**ASSIGNMENT**
Among the entries below, take the line with "Formation-chart tagging: label the flooded" and the line with "Formation-chart tagging: label the submerged", and output them and every line between them exactly, with nothing else.

**RECORDS TO USE**
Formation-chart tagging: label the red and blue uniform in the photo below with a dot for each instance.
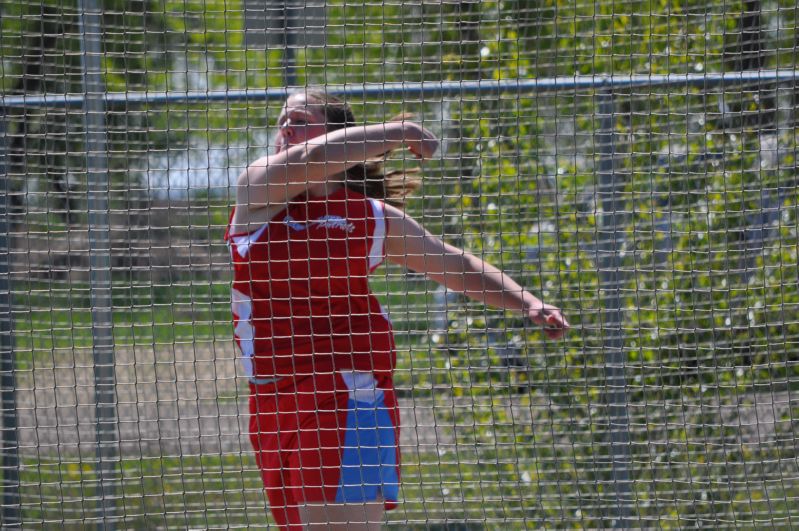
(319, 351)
==
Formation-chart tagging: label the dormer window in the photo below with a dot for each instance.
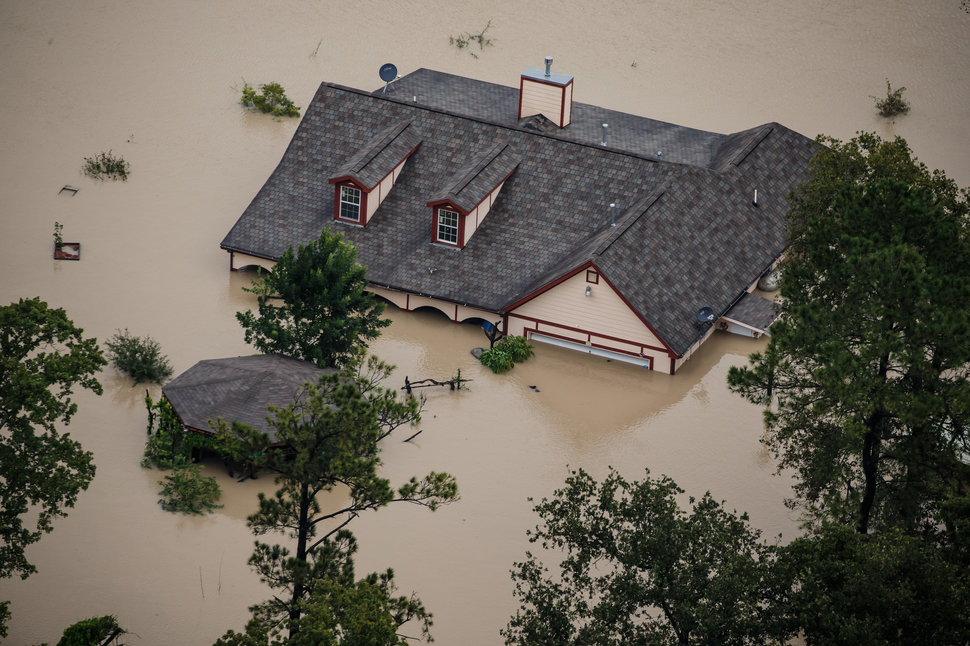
...
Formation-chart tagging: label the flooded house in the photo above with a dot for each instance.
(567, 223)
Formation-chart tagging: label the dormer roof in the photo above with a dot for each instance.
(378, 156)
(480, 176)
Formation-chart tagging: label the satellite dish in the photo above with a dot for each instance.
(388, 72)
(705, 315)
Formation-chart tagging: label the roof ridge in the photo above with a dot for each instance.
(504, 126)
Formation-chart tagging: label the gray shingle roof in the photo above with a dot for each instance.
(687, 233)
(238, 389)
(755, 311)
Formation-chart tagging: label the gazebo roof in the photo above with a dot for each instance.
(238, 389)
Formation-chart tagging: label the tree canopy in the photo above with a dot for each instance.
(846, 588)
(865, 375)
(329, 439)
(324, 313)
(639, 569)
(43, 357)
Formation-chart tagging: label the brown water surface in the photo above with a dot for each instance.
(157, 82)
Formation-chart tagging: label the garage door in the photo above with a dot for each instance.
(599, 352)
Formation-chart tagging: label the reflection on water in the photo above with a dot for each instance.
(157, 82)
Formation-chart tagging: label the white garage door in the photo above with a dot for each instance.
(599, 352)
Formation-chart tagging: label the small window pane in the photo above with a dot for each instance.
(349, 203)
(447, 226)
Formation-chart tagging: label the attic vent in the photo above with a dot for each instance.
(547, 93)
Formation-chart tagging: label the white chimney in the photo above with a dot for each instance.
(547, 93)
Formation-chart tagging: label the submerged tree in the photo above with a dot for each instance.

**SOLUTION FOR THIS TASK**
Formation-chart tagging: label the flooded house in the photo above with a dot for each instance.
(567, 223)
Formation-chart tagging: label the dormer roof in the photo above with a dot for each instance.
(378, 156)
(480, 176)
Formation-chart tagging: label the satellite dish in the photo above with a dot for each instance.
(388, 72)
(705, 315)
Formation-chart tagging: label the roof ridge in the photo above with a dot for each instance.
(504, 126)
Formation-chart tagging: label the gray shingle roof in the photo above with a dot for each instance.
(687, 233)
(238, 389)
(755, 311)
Formation-chart tagging: label the gazebo roof in the photo above with a dot for each instance.
(238, 389)
Formation-chart tagging: label the tree canopy in the photo above with a dot for each instance.
(846, 588)
(865, 375)
(329, 439)
(324, 313)
(639, 569)
(43, 357)
Formation-chart tagging: label the brown water surface in the photo above with a dot for each instance.
(157, 82)
Formation-chart tagging: label the garage door in the photo above with a dot for each instance.
(599, 352)
Formation-chart tagging: label the reflection on water in the photo above with a dot for each instance.
(157, 82)
Formation-chart tagging: label the white garage door in the photo above with a dot for each instance.
(599, 352)
Formation-chart tagging: label the small window pane in the photo above with a dot for each instance.
(349, 203)
(447, 226)
Formation-chart tagging: label the attic vent in the photo above with a dot for each instance.
(547, 93)
Formation-chart tagging: label the white chimney in the photo above with a dot for each instance.
(547, 93)
Formation-chart tagging: label the submerged tree in the photo above with a dot for each instance.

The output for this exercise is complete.